-- Page excerpt follows --

Called to Conversion

Jackie is a friend whose family I have admired for about fifteen years.  Sadly, they have endured too many tragic deaths.  She has lost her mother and both sisters to breast cancer.  Her husband died within the last couple years from ALS.  Jackie is a strong woman of faith.  As a teacher in a Catholic high school she is precisely the sort of role model we would want for our kids.  She walks the talk!

I was grateful to have run into her at a recent fund raiser for Loyola Spirituality Center and for the chance to have coffee yesterday.  Hearing stories of her family’s loss and personal grief, I imagined this is what Gethsemane feels like; this is what standing at the cross looks like.  There was laughter, funny stories, sharing of photos and fond recollections too.  But there was no disguising the truth of our lives.  We were sharing our stories – sacred stories.

Jackie is working-up a one-week unit on church history for a class she teaches and asked, “Who are the great people of faith my students need to know about?  What are the really important stories?”  It would be easy to defer to the obvious, the familiar, iconic figures long dead.  But is that what taps the imagination, idealism and energy of adolescents?  Yes, it does!  But aren’t they moved more by surprise, the unexpected, the contemporary?  In a culture where fully one-third of young adults claim no religious affiliation and many students at church-affiliated schools come from “non-practicing” families, Jackie’s question takes on fresh urgency.

I eagerly shared my personal favorite without a second thought – Christian de Cherge and the Trappist monks living among a Muslim nation.  The ghastly story of their kidnapping and death in 1996 was popularized by the movie, Of Gods and Men [trailer].  A gripping biography, The Monks of Tibhirine: Faith, Love and Terror in Algeria by John W. Kiser (2002) is available on Kindle.  Christian Salenson’s 2009 Christian de Cherge: A Theology of Hope (2009) ranks among the most significant books I have read in the last ten years.

Christian de Cherge lived in Algeria for a few years when his father served as a French army commander.  He returned, as a seminarian, to fulfill his military obligation.  It was then that he met Mohammed, a devout Muslim and father of ten children. The friends shared many conversations about God.  Once when accosted by rebels, Mohammed defended Christian as a Godly man and a friend of Muslims.  The thugs withdrew but Mohammed was found the next morning near his home with his throat slit. This Muslim’s ultimate sacrifice transformed the young seminarian’s faith and propelled his lifelong pursuit of Christian-Muslim understanding and dialogue.

-- Page excerpt concluded --

→ Task set
[1] Retype the Called to Conversion essay from "I was grateful" up to and including "stories – sacred stories.".
[2] Do these statements agree with the Called to Conversion essay? For each, answer yes or no and quote the words that decide it. (a) Jackie's husband died of ALS. (b) Jackie teaches at a public high school. (c) The monks were kidnapped and killed in 1996.
[3] Write what follows the last sentence of the Called to Conversion essay.

-- Source information follows --

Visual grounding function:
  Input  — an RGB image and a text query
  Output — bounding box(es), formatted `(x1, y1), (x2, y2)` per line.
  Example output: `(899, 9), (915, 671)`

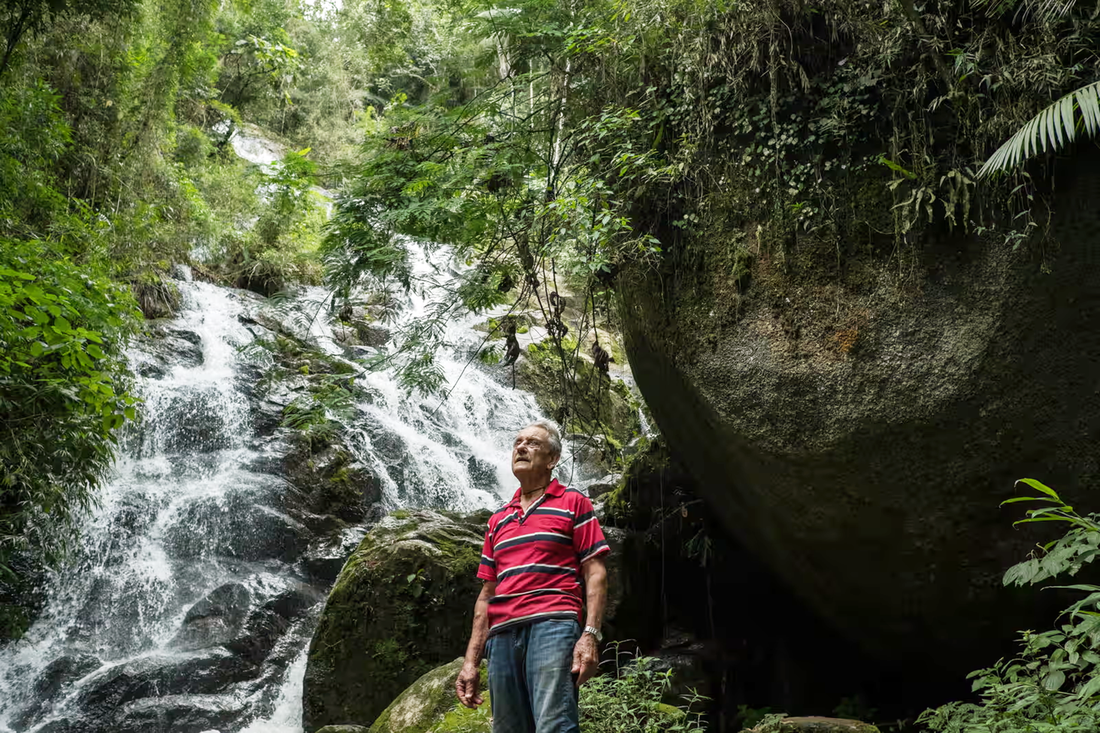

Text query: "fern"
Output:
(975, 0), (1077, 21)
(978, 81), (1100, 178)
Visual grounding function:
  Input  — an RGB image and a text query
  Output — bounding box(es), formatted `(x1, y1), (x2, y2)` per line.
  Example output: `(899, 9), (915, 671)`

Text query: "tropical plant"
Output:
(580, 643), (706, 733)
(919, 479), (1100, 733)
(978, 81), (1100, 178)
(0, 238), (136, 572)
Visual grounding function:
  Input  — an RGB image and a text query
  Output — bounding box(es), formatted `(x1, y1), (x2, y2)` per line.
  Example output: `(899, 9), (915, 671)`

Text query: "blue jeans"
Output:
(487, 619), (581, 733)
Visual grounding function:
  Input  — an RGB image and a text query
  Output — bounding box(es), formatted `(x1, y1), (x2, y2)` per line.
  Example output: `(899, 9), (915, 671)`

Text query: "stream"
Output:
(0, 128), (597, 733)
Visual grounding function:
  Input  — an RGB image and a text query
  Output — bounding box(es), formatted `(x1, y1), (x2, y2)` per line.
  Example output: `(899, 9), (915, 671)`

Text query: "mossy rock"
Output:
(303, 511), (486, 733)
(371, 657), (493, 733)
(741, 715), (879, 733)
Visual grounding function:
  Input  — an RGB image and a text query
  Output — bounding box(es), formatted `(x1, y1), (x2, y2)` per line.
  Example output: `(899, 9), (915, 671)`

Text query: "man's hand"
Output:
(454, 661), (485, 708)
(573, 634), (600, 687)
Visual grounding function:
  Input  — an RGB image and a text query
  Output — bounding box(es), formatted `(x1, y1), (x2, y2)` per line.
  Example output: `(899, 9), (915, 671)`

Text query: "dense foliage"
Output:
(0, 0), (419, 598)
(316, 0), (1100, 420)
(921, 479), (1100, 733)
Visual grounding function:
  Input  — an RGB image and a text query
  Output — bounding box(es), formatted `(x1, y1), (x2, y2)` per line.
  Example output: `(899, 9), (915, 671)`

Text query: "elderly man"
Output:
(454, 420), (609, 733)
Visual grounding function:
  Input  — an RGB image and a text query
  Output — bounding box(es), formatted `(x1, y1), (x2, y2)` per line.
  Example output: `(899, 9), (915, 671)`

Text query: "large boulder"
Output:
(620, 159), (1100, 667)
(371, 657), (493, 733)
(303, 511), (488, 733)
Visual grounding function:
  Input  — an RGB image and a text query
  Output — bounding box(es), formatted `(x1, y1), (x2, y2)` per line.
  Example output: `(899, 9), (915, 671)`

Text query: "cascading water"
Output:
(0, 127), (620, 733)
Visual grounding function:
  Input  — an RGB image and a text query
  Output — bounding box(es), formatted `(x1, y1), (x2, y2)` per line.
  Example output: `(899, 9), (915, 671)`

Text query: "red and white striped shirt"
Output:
(477, 480), (611, 635)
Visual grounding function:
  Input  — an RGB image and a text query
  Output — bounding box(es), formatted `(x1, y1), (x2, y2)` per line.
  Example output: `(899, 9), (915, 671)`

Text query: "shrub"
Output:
(920, 479), (1100, 733)
(580, 644), (706, 733)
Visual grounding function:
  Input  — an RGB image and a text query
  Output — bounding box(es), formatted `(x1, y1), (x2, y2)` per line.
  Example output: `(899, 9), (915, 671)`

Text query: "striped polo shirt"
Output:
(477, 480), (611, 635)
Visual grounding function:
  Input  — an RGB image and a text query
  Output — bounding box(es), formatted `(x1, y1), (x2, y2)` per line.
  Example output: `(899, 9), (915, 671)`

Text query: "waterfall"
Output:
(0, 258), (592, 733)
(0, 125), (611, 733)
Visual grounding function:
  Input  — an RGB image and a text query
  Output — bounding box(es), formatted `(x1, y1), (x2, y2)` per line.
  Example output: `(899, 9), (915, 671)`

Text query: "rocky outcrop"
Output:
(304, 511), (488, 733)
(371, 657), (493, 733)
(622, 162), (1100, 668)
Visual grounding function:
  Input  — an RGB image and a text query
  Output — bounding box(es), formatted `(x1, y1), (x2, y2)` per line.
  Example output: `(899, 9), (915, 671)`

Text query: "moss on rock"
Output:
(304, 511), (485, 733)
(516, 339), (641, 451)
(371, 657), (493, 733)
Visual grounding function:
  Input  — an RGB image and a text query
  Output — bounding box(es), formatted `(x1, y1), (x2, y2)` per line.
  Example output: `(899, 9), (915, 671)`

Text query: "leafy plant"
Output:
(0, 238), (138, 568)
(580, 643), (706, 733)
(978, 81), (1100, 177)
(919, 479), (1100, 733)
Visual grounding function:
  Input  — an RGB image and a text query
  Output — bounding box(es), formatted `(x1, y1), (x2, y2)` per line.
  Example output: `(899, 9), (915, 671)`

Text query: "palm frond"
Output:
(974, 0), (1077, 21)
(978, 81), (1100, 178)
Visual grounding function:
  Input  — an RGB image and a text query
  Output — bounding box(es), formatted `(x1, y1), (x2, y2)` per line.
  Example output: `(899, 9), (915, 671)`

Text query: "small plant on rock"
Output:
(580, 643), (706, 733)
(920, 479), (1100, 733)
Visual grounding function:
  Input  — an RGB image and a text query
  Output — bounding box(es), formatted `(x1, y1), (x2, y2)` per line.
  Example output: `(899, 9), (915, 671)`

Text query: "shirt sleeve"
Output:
(477, 519), (496, 582)
(573, 496), (612, 564)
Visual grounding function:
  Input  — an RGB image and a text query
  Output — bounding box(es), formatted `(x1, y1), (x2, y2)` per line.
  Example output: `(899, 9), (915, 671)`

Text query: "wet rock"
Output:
(218, 609), (290, 665)
(466, 456), (497, 486)
(264, 583), (325, 620)
(172, 583), (252, 652)
(371, 657), (493, 733)
(166, 492), (311, 562)
(355, 321), (391, 348)
(77, 649), (259, 717)
(584, 473), (623, 500)
(34, 654), (102, 700)
(617, 156), (1100, 660)
(109, 694), (241, 733)
(304, 511), (486, 733)
(283, 435), (382, 522)
(12, 654), (102, 730)
(135, 325), (204, 379)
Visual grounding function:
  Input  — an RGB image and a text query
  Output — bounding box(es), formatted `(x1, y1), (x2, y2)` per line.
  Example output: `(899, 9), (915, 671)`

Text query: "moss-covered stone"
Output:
(371, 657), (493, 733)
(304, 511), (485, 733)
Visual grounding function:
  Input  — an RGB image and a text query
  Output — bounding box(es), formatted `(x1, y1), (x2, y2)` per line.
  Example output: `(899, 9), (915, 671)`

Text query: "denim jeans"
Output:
(487, 619), (581, 733)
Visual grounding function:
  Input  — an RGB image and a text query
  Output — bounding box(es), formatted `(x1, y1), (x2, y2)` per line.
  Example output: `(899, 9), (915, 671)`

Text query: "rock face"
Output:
(304, 511), (488, 733)
(371, 657), (493, 733)
(620, 161), (1100, 667)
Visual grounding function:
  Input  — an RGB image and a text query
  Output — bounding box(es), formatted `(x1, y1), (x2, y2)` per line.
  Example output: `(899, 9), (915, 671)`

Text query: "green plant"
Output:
(580, 643), (706, 733)
(0, 238), (138, 570)
(919, 479), (1100, 733)
(978, 81), (1100, 177)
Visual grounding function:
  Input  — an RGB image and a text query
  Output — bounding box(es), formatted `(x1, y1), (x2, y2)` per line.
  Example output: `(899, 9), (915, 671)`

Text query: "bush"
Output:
(920, 479), (1100, 733)
(0, 238), (136, 575)
(580, 644), (706, 733)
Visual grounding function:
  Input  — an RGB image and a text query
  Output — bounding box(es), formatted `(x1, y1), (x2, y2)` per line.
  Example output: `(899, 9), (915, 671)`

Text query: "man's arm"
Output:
(454, 580), (496, 708)
(573, 556), (607, 687)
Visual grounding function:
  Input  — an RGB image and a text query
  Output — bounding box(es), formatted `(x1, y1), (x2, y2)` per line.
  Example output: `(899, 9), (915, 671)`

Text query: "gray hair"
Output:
(519, 420), (561, 456)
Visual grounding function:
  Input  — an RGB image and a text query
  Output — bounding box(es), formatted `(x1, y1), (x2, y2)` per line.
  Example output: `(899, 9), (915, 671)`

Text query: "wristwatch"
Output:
(583, 626), (604, 642)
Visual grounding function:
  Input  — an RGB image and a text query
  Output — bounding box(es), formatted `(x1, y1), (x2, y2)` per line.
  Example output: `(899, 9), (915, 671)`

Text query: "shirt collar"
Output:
(508, 479), (565, 506)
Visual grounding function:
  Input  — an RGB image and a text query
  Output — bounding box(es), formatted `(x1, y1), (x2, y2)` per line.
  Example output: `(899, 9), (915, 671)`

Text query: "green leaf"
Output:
(1016, 479), (1062, 503)
(977, 81), (1100, 178)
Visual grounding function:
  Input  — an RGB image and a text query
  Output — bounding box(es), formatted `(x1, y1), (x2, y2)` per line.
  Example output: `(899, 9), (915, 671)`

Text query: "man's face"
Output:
(512, 427), (559, 481)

-- Source information concluded --

→ Results
[1]
I was grateful to have run into her at a recent fund raiser for Loyola Spirituality Center and for the chance to have coffee yesterday.  Hearing stories of her family’s loss and personal grief, I imagined this is what Gethsemane feels like; this is what standing at the cross looks like.  There was laughter, funny stories, sharing of photos and fond recollections too.  But there was no disguising the truth of our lives.  We were sharing our stories – sacred stories.

[2]
(a) Yes: "Her husband died within the last couple years from ALS."
(b) No: "As a teacher in a Catholic high school"
(c) Yes: "The ghastly story of their kidnapping and death in 1996"

[3]
This “dialogue” was much more than talking and certainly no esoteric theological disputation.  Rather, the dialogue came of itself, the fruit of living together with Muslims over a long period of time. …We avoid theological discussions because they lead to intellectual sparring that gets in the way of getting to know one another.  All the little daily gestures of goodwill speak for themselves.  Sharing our water, a piece of bread, a friendly handshake says much more about what we can do together than do theological tomes (Kiser 67-68).  Aren’t we all capable of and called to such dialogue?

Thus, we begin Lent.  Sharing our stories – sacred stories.  Recognizing that we are gifted, blessed and grateful, we console one another standing at the cross of one who paid the ultimate sacrifice of human love.  We share coffee, a piece of bread, a warm embrace saying much more than any theological tome.  Our time, our lives, our loves, a world of sorrow – called to conversion.

2 thoughts on “Called to Conversion

  1. For me, I’d add Jim and Elizabeth Eliot to that list as well as Harvey Hoekstra; great people of faith and endurance for His cause.

  2. thank you for this post, we will be either reading the book of these beautiful monks or getting the film. Why is it I have never heard of this? Bless you for sharing.